AIM OF THE TASK:
Could you copy the records below word for word, covering the stretch from the very first line through the line containing "x=565, y=267", with that line included, and nothing beyond it?

RECORD EXTRACTS:
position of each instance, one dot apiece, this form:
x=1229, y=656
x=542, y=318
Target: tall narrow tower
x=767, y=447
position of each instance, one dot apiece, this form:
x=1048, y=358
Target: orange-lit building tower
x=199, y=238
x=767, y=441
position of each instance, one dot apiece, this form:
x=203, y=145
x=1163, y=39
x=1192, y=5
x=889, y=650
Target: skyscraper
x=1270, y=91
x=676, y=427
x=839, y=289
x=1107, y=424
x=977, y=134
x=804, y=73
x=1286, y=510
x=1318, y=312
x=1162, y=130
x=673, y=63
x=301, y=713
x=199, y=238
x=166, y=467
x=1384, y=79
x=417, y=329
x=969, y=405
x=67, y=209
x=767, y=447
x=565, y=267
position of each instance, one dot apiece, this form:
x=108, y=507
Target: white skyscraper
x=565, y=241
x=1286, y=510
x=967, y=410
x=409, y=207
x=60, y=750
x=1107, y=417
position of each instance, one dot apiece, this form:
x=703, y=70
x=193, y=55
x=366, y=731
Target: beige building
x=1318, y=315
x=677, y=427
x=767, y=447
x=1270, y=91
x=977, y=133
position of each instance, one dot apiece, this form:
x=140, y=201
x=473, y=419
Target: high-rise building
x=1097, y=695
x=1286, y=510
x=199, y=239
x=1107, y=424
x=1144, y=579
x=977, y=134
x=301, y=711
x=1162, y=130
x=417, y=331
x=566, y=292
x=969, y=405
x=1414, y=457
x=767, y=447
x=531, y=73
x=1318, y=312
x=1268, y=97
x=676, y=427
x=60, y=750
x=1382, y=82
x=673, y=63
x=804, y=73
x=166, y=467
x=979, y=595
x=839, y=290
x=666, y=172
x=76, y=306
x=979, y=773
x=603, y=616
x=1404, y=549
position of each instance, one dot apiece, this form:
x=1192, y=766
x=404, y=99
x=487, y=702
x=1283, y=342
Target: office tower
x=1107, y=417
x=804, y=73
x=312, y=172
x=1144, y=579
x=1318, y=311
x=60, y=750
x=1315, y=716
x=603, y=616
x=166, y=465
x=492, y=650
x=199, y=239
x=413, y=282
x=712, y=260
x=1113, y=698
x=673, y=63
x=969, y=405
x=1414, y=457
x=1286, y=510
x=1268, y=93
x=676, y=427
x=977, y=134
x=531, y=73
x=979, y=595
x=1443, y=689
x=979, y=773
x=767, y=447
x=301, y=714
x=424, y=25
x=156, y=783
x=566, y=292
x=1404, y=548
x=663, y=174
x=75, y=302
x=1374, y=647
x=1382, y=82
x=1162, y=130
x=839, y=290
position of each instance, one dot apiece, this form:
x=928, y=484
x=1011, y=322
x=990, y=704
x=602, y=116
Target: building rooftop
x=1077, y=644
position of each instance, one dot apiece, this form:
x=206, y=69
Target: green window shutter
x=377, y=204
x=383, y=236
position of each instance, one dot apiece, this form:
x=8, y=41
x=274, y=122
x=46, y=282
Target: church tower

WORKED ANSWER:
position of each instance, one dot apiece, this form:
x=1229, y=656
x=542, y=318
Target: tall narrow tower
x=767, y=447
position of each instance, one dot apiece, this form:
x=1048, y=358
Target: orange-lit building tower
x=199, y=238
x=767, y=441
position of each instance, one dot apiece, this form:
x=203, y=145
x=1163, y=39
x=1192, y=5
x=889, y=650
Target: skyscraper
x=1270, y=91
x=676, y=427
x=839, y=289
x=1107, y=424
x=977, y=134
x=804, y=73
x=1286, y=510
x=1318, y=312
x=1162, y=130
x=673, y=63
x=301, y=713
x=199, y=238
x=166, y=467
x=1384, y=79
x=417, y=329
x=969, y=405
x=67, y=209
x=767, y=447
x=565, y=267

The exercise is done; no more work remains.